* [REQUIRED WORK]: Pick out every line in the material below that contains the string "wheel" and copy each one. Match case exactly.
* BEGIN DATA SHOWN *
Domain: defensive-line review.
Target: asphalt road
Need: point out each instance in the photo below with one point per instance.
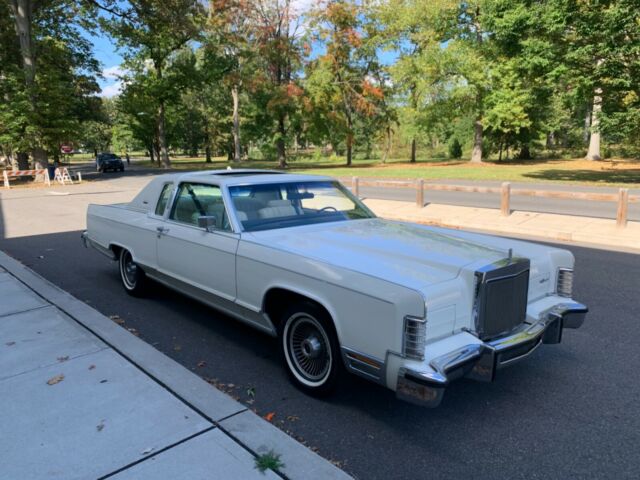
(570, 411)
(483, 200)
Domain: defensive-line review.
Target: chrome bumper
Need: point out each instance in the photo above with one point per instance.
(481, 361)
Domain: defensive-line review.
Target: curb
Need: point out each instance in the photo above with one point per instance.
(234, 419)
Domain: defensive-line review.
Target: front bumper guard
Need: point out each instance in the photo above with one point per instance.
(481, 361)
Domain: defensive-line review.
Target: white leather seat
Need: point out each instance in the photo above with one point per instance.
(277, 208)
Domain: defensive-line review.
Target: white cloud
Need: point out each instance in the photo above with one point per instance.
(111, 90)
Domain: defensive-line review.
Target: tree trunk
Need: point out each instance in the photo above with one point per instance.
(413, 150)
(280, 144)
(237, 151)
(587, 125)
(156, 147)
(349, 148)
(162, 139)
(387, 149)
(22, 12)
(594, 141)
(476, 154)
(551, 140)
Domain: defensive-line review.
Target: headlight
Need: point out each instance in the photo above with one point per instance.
(415, 337)
(564, 284)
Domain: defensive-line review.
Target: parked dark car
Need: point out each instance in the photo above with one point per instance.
(109, 161)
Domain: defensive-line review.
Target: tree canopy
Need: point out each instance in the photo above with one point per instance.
(265, 79)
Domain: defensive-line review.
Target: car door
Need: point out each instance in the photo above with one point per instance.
(193, 255)
(145, 247)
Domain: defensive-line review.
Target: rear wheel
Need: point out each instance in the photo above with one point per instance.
(133, 278)
(310, 349)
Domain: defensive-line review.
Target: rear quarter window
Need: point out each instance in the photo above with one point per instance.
(165, 194)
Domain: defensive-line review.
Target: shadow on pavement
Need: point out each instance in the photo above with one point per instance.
(617, 175)
(555, 414)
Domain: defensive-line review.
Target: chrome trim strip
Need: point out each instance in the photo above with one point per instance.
(372, 369)
(255, 319)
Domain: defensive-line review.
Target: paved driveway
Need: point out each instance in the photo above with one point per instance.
(570, 411)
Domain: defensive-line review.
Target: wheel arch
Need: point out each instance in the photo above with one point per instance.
(276, 300)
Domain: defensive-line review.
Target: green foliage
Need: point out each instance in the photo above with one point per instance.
(455, 149)
(269, 461)
(360, 79)
(46, 105)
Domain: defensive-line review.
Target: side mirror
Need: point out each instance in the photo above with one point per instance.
(208, 222)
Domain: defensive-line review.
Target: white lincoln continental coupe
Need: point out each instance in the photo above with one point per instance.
(298, 256)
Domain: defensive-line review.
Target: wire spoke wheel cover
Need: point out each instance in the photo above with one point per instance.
(307, 349)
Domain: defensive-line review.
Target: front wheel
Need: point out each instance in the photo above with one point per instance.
(310, 348)
(133, 278)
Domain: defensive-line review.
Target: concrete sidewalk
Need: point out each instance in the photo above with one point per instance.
(81, 397)
(592, 232)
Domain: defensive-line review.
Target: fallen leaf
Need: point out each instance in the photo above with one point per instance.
(269, 416)
(56, 379)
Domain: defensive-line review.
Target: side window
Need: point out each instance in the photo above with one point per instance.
(164, 199)
(195, 200)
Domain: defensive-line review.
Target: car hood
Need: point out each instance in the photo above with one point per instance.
(407, 254)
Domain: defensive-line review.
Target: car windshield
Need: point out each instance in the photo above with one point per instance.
(290, 204)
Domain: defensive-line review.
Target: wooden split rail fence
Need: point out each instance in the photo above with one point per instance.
(505, 191)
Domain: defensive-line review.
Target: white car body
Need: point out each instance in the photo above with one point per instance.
(404, 298)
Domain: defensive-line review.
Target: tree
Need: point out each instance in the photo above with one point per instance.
(279, 55)
(48, 73)
(338, 82)
(154, 30)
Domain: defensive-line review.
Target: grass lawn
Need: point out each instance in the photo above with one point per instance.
(577, 171)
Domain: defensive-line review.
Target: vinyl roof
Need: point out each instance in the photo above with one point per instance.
(245, 176)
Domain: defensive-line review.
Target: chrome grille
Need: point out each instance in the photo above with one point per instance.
(501, 299)
(564, 286)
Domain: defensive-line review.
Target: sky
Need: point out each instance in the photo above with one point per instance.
(105, 51)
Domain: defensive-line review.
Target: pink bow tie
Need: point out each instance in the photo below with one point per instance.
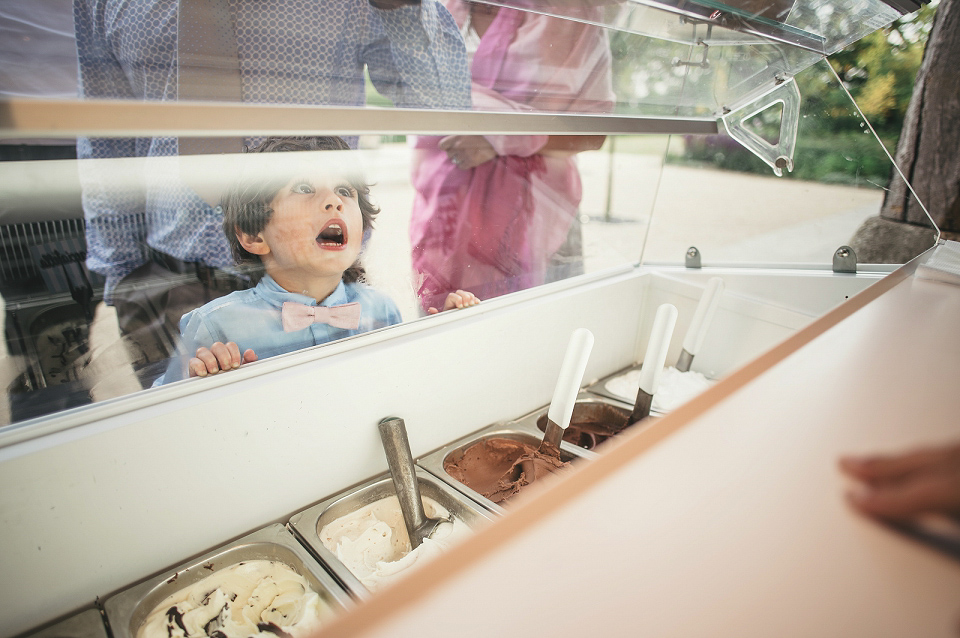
(297, 316)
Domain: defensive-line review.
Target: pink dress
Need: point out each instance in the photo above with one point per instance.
(492, 229)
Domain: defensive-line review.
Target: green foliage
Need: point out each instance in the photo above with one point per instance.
(833, 143)
(848, 158)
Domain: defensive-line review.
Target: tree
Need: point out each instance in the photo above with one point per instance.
(927, 153)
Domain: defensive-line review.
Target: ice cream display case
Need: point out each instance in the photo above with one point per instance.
(615, 218)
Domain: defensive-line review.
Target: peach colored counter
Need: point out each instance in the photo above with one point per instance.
(712, 524)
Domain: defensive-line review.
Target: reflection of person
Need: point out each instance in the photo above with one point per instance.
(902, 486)
(307, 232)
(492, 210)
(154, 227)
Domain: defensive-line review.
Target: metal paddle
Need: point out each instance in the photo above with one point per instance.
(702, 316)
(565, 394)
(393, 433)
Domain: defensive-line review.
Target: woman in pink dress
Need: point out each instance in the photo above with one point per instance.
(491, 210)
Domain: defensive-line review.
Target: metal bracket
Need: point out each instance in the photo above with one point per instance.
(704, 63)
(845, 260)
(779, 156)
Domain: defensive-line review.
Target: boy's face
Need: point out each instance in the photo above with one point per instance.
(315, 231)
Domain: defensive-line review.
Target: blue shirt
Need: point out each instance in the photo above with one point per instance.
(290, 52)
(251, 318)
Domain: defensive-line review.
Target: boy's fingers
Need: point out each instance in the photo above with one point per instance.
(882, 468)
(235, 358)
(933, 492)
(197, 368)
(223, 355)
(208, 359)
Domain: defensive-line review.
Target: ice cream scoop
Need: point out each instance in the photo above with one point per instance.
(654, 359)
(702, 316)
(393, 434)
(565, 393)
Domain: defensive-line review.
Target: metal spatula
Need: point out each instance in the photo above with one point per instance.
(393, 434)
(565, 394)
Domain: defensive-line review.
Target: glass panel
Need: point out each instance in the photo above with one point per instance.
(719, 197)
(101, 257)
(672, 58)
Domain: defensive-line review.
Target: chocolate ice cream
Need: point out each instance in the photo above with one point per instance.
(498, 468)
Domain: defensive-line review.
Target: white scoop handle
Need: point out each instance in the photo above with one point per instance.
(657, 347)
(706, 308)
(571, 375)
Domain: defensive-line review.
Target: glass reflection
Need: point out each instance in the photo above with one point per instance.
(157, 239)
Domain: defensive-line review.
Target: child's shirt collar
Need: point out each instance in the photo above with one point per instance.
(276, 294)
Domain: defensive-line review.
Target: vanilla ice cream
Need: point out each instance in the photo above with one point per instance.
(372, 541)
(252, 598)
(676, 388)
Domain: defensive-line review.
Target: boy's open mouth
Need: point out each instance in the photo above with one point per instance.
(333, 234)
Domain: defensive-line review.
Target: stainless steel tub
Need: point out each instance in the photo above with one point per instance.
(433, 462)
(86, 624)
(308, 523)
(599, 388)
(128, 610)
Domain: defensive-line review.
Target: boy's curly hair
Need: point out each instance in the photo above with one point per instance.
(246, 206)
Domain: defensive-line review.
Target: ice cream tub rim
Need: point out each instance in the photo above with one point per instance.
(127, 610)
(307, 523)
(433, 462)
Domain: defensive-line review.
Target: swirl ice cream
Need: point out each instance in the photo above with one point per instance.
(252, 598)
(372, 542)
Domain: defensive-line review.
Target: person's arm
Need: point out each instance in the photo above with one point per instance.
(416, 56)
(219, 356)
(113, 194)
(902, 486)
(459, 299)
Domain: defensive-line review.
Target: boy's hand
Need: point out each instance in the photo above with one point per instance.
(219, 356)
(459, 299)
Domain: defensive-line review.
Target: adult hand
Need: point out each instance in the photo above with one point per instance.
(467, 151)
(219, 356)
(902, 486)
(392, 4)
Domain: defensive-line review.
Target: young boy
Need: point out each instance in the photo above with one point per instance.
(307, 232)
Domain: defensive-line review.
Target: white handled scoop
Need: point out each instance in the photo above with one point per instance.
(697, 332)
(654, 359)
(568, 386)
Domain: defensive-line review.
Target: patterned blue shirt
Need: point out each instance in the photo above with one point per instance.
(290, 52)
(251, 318)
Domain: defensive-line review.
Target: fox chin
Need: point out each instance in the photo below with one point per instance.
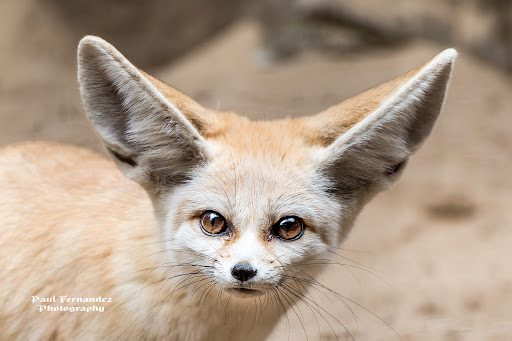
(202, 224)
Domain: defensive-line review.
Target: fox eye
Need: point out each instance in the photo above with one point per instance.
(289, 228)
(213, 223)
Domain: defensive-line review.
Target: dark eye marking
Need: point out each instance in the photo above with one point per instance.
(288, 228)
(212, 223)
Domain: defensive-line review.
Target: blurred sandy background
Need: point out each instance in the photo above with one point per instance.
(438, 245)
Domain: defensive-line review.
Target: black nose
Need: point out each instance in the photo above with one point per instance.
(243, 272)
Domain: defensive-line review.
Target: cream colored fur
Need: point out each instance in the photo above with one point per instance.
(73, 225)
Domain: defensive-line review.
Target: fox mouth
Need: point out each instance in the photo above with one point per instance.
(244, 292)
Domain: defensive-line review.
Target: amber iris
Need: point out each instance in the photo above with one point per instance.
(289, 228)
(213, 223)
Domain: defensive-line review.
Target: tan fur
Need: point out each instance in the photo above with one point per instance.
(73, 225)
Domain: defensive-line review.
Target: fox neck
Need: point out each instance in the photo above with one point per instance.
(183, 305)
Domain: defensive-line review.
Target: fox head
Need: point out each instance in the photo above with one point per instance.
(250, 200)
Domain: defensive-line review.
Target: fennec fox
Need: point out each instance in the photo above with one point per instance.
(217, 233)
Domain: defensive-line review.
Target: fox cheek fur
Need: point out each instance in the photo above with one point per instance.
(222, 203)
(322, 168)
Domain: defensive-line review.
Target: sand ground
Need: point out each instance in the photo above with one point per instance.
(434, 248)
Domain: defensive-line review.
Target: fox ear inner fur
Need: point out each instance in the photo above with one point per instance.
(148, 136)
(396, 118)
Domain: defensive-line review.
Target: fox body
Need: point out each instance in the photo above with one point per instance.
(209, 222)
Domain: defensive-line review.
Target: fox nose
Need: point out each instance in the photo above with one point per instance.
(243, 272)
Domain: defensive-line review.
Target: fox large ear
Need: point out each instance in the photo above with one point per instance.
(368, 139)
(152, 131)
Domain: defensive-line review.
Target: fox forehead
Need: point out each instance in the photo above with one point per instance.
(253, 191)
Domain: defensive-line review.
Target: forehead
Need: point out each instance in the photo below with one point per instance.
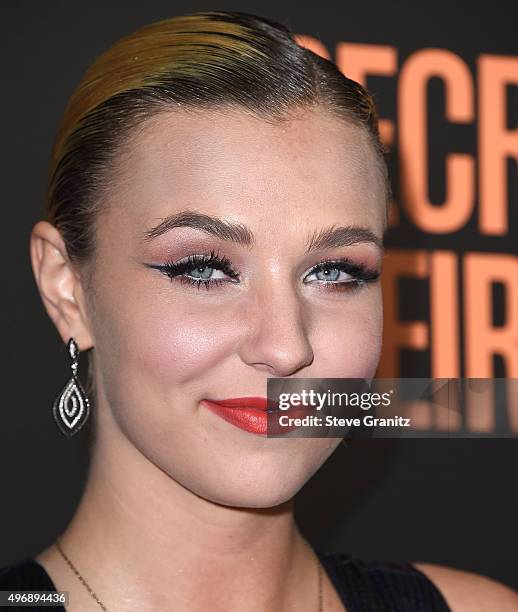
(246, 169)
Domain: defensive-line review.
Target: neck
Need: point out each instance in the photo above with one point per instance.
(136, 530)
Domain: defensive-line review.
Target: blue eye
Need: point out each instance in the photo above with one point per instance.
(329, 272)
(201, 270)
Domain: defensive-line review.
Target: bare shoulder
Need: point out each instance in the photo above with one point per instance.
(465, 591)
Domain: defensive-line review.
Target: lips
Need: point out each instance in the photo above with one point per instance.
(255, 403)
(257, 415)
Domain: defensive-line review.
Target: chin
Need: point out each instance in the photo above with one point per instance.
(264, 481)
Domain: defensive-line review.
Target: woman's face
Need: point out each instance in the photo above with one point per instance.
(162, 345)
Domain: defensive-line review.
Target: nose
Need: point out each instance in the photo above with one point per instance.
(277, 340)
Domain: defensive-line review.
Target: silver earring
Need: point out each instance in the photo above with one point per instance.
(71, 408)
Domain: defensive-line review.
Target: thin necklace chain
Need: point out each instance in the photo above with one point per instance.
(103, 607)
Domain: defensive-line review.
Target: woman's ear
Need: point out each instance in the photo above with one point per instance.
(59, 285)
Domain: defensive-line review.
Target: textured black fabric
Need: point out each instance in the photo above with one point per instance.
(27, 575)
(363, 586)
(373, 586)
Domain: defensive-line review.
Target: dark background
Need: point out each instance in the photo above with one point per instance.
(452, 502)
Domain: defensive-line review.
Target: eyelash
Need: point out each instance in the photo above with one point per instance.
(362, 274)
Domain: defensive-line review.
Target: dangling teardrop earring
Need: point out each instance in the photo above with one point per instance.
(71, 408)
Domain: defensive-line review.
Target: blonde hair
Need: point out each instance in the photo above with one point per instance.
(212, 60)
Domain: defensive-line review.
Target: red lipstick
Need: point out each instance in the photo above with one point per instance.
(252, 413)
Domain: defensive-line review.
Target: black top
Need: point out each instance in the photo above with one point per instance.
(363, 586)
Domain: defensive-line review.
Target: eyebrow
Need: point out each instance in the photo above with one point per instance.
(332, 237)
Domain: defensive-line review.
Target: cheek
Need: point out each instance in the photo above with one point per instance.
(166, 341)
(348, 340)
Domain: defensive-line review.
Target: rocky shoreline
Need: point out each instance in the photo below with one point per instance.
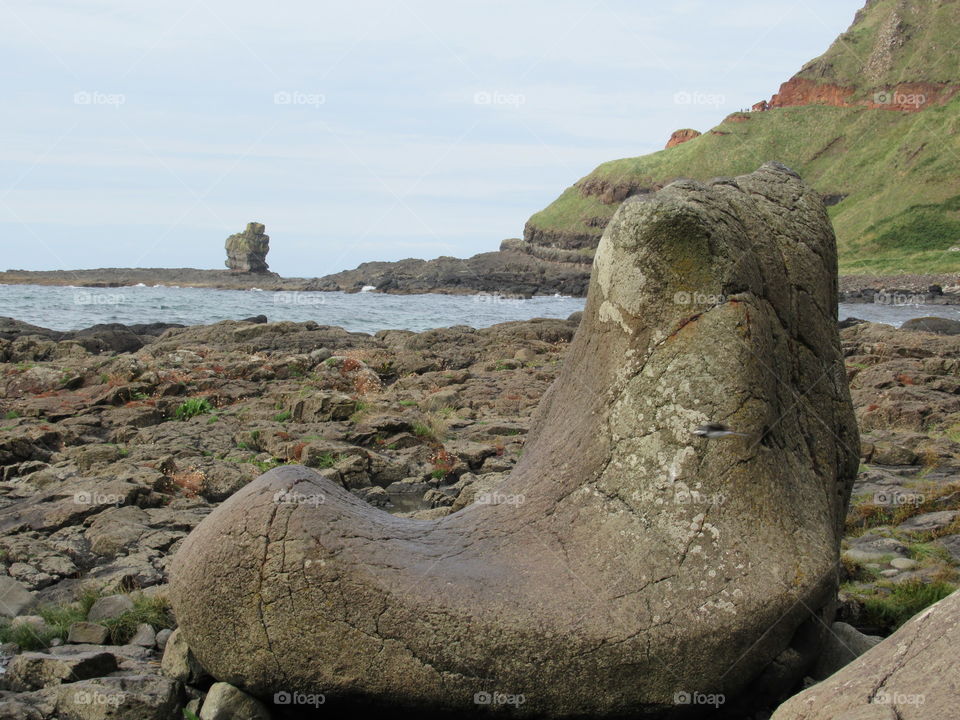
(509, 272)
(109, 458)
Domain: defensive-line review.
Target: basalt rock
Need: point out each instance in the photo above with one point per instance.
(247, 251)
(909, 676)
(624, 565)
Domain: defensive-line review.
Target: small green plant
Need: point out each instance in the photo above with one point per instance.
(192, 408)
(421, 430)
(152, 610)
(326, 460)
(904, 601)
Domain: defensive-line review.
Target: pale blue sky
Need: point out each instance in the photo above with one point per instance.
(143, 135)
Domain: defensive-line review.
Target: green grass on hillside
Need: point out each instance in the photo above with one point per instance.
(899, 171)
(863, 57)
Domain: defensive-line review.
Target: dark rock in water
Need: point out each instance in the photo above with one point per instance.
(940, 326)
(624, 565)
(849, 322)
(109, 337)
(909, 676)
(247, 251)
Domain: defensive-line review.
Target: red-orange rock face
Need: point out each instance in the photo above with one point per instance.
(682, 136)
(906, 97)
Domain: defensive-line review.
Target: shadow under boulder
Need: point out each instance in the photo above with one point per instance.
(625, 566)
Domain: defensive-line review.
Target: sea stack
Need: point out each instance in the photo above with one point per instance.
(633, 569)
(247, 251)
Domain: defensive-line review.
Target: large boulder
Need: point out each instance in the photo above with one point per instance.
(912, 675)
(247, 251)
(627, 566)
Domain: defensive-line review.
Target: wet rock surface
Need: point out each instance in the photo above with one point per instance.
* END DATA SHOWN *
* [ANSWER]:
Target: rear wheel
Target: wheel arch
Target: wire spoke wheel cover
Target: front wheel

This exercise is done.